──────── EXTRAIT SOURCE

© Jean-Louis Fernandez

Le marchand de sable tapit dans son sous-sol, fabrique l’espoir d’une population à la dérive. En haut d’une tour, il conserve le plus précieux de ces trésors. Mais un jour un prince viendra et il l’emmènera.

Pour sa deuxième pièce, Pauline Haudepin s’inspire très librement du conte populaire allemand des frères Grimm : Raiponce. Laissez de côté tout l’imaginaire Disney qui vous vient à l’esprit. Il faut se laisser porter dans ce monde où l’on ne voit que les vestiges d’une utopie urbaine qui s’est écroulée. Nous sommes au cœur d’une décharge où ruines, gravats, sable se voient à perte de vue. Dans cet espace riche d’espoirs déçus, vivent des gens hagards. Le marchand de sable vit dans son sous-sol aménagé. Il possède un savoir-faire que beaucoup lui envie. De cette plante sauvage, la raiponce, il arrive à un extraire une drogue qui permet le temps d’un instant de se sentir bien et de fuir la triste réalité. Un jour, Shéhérazade arrive chez lui et lui réclame de cet hallucinogène. Les autres refusent de la payer pour du sexe vue qu’elle est enceinte. Il lui propose alors un échange, une grande quantité de raiponce contre son enfant. Quand la tractation eut finit, mister Sandman enferme la magnifique Raiponce en haut d’une tour. C’est travesti en femme qu’il lui rend visite, la nourrit, lui parle. La douce enfant entend des voix et leur répond. Parfois, il lui vient l’idée de rêver du dehors qui doit être si vert. Attiré par une force inconnue, Lazslo, jeune pyromane arrive dans ce lieu et sympathise avec le marchand de sable. Il cherche quelque chose qu’il ne sait nommer. Et il va trouver le passage menant à Raiponce, le chemin vers son cœur et ces réponses. Toutefois, il s’est approché trop près du trésor du marchand de sable. Pour la peine, ce dernier lui jette un liquide sur les yeux et il en perd la vue. Mais l’Amour va le guider vers la belle demoiselle et ensemble, ils vont écrire une nouvelle histoire pleine de fantaisie et de folie.

────────────────
──────── DONNÉES AFFICHÉES

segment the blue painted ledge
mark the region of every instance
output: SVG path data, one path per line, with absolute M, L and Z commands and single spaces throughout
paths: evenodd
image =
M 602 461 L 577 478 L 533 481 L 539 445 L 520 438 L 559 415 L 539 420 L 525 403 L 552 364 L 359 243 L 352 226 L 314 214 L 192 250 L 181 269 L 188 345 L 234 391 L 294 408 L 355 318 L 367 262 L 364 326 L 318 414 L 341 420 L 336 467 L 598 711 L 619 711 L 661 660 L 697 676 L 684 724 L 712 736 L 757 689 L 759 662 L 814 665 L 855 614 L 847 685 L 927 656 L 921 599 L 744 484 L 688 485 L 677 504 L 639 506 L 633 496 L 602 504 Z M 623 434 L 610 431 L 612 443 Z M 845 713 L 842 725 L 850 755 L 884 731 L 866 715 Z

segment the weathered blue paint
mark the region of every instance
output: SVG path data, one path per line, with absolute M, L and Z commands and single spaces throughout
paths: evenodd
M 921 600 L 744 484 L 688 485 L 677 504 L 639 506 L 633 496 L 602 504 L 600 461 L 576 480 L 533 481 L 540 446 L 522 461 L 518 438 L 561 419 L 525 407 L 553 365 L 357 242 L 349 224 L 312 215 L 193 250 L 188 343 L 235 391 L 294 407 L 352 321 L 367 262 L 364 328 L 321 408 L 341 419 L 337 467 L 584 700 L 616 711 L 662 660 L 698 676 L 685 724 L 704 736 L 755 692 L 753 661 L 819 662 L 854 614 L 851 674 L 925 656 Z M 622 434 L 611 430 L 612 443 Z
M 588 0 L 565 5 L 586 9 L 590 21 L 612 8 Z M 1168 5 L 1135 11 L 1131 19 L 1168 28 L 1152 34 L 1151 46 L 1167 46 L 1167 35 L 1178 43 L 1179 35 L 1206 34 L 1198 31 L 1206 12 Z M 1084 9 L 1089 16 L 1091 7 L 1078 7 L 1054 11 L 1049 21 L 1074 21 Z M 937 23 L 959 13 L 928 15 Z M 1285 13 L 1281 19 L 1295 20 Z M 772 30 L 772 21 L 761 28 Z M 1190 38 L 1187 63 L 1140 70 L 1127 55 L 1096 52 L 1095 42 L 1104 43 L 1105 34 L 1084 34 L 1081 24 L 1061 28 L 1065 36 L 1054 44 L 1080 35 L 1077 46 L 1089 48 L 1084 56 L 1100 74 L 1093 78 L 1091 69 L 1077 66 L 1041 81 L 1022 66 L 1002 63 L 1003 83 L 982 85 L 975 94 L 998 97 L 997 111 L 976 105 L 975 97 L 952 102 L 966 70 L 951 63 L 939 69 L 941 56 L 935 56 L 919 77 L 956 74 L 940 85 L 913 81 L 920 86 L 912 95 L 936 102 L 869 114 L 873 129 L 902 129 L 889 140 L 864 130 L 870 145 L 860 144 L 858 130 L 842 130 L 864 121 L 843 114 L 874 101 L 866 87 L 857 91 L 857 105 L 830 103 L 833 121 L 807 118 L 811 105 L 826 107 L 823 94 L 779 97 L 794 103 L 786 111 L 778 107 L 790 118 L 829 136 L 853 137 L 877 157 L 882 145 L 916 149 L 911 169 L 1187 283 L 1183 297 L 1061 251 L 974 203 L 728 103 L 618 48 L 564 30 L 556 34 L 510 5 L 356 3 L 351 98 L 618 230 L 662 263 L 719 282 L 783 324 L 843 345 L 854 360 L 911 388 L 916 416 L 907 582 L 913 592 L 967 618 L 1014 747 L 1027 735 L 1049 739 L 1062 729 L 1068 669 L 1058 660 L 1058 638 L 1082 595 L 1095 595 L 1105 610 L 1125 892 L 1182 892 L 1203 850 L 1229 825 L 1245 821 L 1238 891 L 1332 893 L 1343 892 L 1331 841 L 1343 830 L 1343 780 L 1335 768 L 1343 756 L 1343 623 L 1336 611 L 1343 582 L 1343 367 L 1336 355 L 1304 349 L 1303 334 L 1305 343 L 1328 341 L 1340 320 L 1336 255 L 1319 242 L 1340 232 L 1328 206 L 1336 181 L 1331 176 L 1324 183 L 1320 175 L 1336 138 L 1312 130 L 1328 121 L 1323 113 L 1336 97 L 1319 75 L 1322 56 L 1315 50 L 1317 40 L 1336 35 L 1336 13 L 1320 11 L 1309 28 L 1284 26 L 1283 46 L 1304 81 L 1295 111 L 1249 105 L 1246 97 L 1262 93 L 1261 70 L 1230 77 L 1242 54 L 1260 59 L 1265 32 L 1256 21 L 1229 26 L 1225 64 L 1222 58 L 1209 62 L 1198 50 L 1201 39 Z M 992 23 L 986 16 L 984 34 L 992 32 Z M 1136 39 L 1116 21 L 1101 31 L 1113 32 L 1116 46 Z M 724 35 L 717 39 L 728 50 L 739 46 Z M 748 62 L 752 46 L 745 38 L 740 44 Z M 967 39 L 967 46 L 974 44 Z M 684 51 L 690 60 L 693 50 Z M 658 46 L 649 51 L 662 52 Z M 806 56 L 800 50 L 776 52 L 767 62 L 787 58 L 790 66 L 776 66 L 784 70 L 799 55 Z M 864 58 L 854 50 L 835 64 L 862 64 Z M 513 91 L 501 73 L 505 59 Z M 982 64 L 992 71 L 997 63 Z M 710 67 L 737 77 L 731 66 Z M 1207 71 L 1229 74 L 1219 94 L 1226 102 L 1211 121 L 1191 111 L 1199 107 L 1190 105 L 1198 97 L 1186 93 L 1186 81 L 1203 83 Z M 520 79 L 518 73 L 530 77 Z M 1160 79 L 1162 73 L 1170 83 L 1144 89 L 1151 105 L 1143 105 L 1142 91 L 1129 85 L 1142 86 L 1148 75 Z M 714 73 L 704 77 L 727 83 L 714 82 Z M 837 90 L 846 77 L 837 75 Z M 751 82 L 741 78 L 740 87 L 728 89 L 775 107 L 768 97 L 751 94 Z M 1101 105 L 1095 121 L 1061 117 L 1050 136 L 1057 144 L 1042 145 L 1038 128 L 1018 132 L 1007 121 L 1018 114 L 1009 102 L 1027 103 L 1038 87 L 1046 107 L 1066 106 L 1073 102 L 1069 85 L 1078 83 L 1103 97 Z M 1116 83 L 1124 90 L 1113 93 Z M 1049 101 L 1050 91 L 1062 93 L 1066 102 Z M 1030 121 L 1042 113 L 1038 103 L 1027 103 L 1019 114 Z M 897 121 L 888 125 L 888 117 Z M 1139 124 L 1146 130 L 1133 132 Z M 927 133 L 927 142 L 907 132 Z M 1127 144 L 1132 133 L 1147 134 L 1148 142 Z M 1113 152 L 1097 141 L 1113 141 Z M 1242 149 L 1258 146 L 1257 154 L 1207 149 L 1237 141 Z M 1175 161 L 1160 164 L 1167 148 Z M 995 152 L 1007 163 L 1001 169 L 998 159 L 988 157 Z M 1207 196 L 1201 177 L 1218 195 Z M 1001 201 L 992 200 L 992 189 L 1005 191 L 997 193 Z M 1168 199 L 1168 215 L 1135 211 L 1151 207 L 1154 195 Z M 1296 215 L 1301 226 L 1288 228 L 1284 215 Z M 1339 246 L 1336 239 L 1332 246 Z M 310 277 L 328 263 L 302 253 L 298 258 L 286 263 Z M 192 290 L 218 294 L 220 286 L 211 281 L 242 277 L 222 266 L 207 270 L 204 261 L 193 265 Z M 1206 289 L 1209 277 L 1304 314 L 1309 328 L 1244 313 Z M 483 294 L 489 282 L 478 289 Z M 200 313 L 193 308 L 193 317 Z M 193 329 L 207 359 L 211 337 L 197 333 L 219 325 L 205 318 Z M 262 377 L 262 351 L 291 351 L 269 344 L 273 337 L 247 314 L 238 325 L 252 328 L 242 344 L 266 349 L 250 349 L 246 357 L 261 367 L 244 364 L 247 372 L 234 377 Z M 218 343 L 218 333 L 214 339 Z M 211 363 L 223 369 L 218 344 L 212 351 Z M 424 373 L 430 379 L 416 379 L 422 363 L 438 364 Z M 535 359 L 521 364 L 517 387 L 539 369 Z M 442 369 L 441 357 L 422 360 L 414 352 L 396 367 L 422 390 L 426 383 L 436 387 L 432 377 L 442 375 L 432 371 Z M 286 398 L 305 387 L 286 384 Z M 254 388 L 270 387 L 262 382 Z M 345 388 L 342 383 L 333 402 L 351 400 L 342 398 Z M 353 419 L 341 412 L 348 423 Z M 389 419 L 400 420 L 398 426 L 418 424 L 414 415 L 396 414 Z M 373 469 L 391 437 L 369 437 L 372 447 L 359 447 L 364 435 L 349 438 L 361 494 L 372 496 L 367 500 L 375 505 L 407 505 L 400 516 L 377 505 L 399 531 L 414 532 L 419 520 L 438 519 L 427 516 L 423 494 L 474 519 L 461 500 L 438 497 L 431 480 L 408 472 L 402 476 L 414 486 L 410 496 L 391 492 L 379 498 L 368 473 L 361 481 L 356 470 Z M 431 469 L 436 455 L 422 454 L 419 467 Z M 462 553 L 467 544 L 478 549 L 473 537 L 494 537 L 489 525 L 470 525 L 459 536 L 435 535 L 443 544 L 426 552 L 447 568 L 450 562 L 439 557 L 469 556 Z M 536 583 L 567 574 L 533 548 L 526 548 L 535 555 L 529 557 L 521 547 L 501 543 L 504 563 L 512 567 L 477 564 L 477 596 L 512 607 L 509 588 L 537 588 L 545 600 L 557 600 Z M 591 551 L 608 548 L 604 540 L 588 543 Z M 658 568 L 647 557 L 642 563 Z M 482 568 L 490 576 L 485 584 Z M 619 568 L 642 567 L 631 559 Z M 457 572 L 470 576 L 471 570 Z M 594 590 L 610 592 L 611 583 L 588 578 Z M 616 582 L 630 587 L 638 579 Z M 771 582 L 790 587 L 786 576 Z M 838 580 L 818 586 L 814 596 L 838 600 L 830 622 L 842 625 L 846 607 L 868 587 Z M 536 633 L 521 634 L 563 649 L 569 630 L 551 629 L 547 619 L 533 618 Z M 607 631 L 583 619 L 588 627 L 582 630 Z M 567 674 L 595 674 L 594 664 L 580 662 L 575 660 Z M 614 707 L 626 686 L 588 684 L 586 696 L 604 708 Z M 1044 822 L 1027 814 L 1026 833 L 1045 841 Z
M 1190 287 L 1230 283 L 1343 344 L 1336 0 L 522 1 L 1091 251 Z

────────────────

Recopiez sans rien changer le passage de la critique de la pièce inspirée de Raiponce qui s'ouvre sur les mots contenant « Le marchand de sable tapit » et se termine par « et il l’emmènera. ».

RÉPONSE OBTENUE:
Le marchand de sable tapit dans son sous-sol, fabrique l’espoir d’une population à la dérive. En haut d’une tour, il conserve le plus précieux de ces trésors. Mais un jour un prince viendra et il l’emmènera.